***** Working data *****

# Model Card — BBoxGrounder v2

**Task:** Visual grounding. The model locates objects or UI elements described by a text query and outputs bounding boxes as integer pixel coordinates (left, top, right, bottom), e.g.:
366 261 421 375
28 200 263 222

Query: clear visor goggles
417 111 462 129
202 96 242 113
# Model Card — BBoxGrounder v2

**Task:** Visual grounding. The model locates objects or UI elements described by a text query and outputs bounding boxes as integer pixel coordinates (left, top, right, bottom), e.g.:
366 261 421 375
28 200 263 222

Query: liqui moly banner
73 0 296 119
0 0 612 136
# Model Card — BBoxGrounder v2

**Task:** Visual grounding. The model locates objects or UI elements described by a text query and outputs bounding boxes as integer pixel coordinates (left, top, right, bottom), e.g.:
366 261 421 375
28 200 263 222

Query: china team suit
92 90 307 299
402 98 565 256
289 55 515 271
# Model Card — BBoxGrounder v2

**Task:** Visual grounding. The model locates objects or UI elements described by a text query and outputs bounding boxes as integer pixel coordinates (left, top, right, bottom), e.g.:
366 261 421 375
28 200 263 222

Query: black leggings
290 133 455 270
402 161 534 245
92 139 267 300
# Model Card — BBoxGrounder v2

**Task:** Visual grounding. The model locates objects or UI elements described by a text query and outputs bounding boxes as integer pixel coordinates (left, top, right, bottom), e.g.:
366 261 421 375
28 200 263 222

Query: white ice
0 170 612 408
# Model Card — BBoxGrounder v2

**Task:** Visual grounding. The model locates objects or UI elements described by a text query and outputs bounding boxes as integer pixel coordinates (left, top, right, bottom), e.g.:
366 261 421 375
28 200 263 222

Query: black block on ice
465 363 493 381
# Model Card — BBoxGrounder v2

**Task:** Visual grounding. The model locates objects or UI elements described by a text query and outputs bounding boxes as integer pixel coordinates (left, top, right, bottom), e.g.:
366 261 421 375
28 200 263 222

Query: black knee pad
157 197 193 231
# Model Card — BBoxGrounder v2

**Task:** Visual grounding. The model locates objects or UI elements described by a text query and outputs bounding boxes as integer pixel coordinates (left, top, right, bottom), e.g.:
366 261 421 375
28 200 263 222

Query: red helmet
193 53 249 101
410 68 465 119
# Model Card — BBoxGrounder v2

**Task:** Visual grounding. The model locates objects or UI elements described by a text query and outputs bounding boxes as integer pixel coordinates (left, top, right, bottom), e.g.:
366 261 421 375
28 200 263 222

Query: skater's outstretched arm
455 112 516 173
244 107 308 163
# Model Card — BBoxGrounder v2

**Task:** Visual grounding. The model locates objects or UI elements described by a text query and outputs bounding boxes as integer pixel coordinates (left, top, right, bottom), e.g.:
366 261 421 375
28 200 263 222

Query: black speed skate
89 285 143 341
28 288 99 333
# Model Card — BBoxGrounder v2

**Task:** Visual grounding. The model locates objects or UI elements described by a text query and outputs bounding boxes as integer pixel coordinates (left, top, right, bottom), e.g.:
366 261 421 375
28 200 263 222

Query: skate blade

*****

Please pull out each line from the items above that contains the string "black". Case matters.

[Task output]
Query: black leggings
Query: black block on ice
Query: black knee pad
Query: black speed skate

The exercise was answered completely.